-- START Provided information --

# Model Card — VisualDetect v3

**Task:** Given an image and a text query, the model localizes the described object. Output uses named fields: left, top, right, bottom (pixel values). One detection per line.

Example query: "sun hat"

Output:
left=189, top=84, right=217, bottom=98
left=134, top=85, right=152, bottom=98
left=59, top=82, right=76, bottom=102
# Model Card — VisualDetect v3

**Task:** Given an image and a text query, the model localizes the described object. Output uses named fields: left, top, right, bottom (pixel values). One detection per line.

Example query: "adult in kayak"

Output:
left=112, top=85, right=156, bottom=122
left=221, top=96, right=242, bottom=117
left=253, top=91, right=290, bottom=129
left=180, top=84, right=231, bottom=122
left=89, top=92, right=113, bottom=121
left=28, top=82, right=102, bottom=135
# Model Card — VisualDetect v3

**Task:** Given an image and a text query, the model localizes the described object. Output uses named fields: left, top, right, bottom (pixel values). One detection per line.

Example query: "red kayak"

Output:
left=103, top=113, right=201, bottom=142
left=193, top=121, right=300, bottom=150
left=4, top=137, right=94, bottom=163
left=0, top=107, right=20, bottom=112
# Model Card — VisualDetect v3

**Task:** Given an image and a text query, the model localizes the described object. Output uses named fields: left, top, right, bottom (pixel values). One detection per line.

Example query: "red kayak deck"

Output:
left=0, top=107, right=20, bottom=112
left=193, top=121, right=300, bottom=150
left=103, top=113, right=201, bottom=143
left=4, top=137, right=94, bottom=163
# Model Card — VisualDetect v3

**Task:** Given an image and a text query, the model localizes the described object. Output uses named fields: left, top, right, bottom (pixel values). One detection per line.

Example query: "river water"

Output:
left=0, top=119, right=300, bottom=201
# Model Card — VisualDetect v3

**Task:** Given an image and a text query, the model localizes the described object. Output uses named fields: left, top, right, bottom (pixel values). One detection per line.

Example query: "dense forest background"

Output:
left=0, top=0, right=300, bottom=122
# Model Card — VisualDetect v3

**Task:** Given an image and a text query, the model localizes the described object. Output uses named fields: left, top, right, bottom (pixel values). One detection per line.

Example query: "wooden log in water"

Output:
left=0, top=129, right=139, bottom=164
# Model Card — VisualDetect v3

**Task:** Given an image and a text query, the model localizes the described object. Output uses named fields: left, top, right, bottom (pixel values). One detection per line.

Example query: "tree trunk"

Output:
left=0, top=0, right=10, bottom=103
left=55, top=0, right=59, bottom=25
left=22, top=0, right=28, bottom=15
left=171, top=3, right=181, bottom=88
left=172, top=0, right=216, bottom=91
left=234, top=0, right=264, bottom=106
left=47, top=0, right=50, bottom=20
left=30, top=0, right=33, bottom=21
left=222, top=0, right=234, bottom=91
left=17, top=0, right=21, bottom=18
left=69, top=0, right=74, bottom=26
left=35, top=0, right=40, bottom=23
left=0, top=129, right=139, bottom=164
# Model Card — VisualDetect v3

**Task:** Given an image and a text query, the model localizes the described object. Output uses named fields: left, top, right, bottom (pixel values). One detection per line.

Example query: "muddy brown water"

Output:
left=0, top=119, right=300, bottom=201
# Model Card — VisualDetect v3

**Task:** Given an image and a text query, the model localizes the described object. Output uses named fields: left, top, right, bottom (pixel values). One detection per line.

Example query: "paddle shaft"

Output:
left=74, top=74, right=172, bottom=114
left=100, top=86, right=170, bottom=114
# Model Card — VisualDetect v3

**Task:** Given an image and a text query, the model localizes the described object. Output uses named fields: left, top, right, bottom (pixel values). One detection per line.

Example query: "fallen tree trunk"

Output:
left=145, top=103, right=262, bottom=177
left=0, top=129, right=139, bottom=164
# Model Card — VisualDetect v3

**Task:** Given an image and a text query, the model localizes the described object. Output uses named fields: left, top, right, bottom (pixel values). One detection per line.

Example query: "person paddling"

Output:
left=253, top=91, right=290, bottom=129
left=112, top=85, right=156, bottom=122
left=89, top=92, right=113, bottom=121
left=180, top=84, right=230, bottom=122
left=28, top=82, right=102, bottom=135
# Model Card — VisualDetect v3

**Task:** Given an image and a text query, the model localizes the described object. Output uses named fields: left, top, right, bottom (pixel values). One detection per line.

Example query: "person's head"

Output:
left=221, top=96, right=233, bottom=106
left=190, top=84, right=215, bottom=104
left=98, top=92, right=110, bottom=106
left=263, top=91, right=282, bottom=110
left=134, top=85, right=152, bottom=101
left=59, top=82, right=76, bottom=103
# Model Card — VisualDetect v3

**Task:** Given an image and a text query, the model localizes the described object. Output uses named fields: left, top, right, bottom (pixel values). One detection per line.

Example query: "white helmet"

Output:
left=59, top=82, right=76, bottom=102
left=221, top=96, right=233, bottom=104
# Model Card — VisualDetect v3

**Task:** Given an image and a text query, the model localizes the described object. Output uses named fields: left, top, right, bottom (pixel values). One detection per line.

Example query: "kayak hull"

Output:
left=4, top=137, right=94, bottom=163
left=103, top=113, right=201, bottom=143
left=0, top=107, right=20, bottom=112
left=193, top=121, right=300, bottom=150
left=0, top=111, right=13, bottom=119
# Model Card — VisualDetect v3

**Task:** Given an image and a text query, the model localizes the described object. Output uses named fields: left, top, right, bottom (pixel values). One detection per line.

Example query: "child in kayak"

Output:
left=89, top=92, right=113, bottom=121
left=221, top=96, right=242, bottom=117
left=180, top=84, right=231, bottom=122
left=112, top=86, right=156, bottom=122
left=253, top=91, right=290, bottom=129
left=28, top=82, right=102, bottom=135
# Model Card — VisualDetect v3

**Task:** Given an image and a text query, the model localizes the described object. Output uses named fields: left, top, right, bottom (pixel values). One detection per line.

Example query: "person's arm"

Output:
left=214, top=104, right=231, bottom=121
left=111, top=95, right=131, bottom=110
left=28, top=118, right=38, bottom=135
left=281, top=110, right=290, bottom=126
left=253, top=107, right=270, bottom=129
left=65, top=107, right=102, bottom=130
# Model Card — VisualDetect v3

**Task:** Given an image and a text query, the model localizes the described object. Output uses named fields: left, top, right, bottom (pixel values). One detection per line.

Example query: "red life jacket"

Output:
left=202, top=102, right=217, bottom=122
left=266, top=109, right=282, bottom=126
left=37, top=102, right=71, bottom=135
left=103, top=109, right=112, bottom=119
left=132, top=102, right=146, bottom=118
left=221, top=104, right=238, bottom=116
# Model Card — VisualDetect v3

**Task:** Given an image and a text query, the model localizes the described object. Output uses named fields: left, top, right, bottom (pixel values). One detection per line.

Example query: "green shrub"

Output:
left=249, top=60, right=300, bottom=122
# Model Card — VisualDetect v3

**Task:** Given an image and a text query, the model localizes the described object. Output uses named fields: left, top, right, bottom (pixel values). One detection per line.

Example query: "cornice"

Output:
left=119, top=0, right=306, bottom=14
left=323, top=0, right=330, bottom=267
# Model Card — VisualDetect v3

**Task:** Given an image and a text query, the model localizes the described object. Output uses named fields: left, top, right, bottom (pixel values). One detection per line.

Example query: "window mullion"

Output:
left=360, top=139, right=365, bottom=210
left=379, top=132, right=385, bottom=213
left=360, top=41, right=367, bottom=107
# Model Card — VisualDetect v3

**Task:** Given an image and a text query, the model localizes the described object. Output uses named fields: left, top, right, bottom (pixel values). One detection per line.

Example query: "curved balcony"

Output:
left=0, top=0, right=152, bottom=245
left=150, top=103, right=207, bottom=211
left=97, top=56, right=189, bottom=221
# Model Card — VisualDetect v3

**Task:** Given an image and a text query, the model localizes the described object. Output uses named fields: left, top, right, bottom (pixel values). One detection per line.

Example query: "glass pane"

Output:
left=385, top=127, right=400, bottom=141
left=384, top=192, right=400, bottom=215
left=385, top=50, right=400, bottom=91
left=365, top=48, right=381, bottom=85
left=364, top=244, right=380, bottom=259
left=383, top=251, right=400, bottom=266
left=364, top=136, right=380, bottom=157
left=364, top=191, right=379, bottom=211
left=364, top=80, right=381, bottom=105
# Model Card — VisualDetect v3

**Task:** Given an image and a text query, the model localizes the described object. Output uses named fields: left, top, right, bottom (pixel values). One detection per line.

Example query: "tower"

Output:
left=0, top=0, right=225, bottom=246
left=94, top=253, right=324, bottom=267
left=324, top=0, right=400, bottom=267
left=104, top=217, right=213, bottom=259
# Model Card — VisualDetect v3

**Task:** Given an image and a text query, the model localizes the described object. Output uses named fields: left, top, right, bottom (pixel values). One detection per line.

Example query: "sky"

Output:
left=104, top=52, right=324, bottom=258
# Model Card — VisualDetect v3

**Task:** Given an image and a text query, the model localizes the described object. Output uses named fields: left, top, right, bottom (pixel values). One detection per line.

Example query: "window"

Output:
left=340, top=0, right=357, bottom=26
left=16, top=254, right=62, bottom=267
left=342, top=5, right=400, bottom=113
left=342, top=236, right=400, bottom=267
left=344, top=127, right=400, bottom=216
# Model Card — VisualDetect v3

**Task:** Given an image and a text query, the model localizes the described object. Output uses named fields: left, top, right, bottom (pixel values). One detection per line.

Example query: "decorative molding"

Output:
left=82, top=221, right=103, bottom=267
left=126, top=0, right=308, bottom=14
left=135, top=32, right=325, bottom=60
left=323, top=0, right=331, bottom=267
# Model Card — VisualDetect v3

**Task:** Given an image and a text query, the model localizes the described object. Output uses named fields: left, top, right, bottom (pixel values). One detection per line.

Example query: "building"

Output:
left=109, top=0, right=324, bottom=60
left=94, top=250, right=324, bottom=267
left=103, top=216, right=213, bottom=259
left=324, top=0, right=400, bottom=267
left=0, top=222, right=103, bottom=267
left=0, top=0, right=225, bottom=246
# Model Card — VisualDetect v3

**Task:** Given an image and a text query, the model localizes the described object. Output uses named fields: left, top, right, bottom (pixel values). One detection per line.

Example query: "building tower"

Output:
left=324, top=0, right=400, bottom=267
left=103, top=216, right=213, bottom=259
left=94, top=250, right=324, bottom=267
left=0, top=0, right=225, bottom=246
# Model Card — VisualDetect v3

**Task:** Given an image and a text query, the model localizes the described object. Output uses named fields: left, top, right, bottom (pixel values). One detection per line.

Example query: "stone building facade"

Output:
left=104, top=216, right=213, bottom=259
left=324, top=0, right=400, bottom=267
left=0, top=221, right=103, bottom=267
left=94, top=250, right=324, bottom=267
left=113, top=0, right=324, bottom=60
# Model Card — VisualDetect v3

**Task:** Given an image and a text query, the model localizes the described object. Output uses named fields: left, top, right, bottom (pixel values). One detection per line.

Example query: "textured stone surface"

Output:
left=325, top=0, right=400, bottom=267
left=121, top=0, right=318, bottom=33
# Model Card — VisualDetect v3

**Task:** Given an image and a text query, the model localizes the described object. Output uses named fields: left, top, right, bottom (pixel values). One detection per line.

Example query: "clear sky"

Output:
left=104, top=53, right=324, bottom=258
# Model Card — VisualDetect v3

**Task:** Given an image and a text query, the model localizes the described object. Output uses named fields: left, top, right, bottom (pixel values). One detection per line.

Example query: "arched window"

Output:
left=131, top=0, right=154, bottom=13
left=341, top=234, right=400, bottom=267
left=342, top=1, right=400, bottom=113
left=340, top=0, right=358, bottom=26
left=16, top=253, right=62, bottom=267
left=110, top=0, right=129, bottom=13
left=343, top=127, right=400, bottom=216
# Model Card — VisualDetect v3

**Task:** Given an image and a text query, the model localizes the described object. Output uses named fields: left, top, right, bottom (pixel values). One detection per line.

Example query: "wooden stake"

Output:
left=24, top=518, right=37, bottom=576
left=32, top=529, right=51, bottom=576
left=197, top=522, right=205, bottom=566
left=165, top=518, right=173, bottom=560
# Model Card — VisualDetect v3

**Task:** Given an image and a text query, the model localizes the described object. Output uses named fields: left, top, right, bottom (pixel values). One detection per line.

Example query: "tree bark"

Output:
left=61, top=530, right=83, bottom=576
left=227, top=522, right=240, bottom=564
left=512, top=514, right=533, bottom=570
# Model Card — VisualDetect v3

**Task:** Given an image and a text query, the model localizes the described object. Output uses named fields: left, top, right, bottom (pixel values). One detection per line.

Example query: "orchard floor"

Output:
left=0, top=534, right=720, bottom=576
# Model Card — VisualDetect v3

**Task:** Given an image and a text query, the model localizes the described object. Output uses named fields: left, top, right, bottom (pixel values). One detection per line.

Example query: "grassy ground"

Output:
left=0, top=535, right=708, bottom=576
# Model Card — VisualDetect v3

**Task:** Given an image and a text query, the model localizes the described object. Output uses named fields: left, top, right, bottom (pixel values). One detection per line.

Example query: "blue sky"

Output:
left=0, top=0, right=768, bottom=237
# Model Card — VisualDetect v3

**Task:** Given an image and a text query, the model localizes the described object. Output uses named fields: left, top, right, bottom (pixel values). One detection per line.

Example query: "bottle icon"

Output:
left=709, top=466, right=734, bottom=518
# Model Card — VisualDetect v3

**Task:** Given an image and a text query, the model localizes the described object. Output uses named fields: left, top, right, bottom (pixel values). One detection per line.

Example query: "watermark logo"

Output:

-- END Provided information --

§ Task
Which lines in the rows above contain the word "kayak"? Pull out every one of them, copied in full.

§ Answer to the task
Example query: "adult in kayak"
Example query: "red kayak"
Example query: "red kayak deck"
Example query: "kayak hull"
Example query: "child in kayak"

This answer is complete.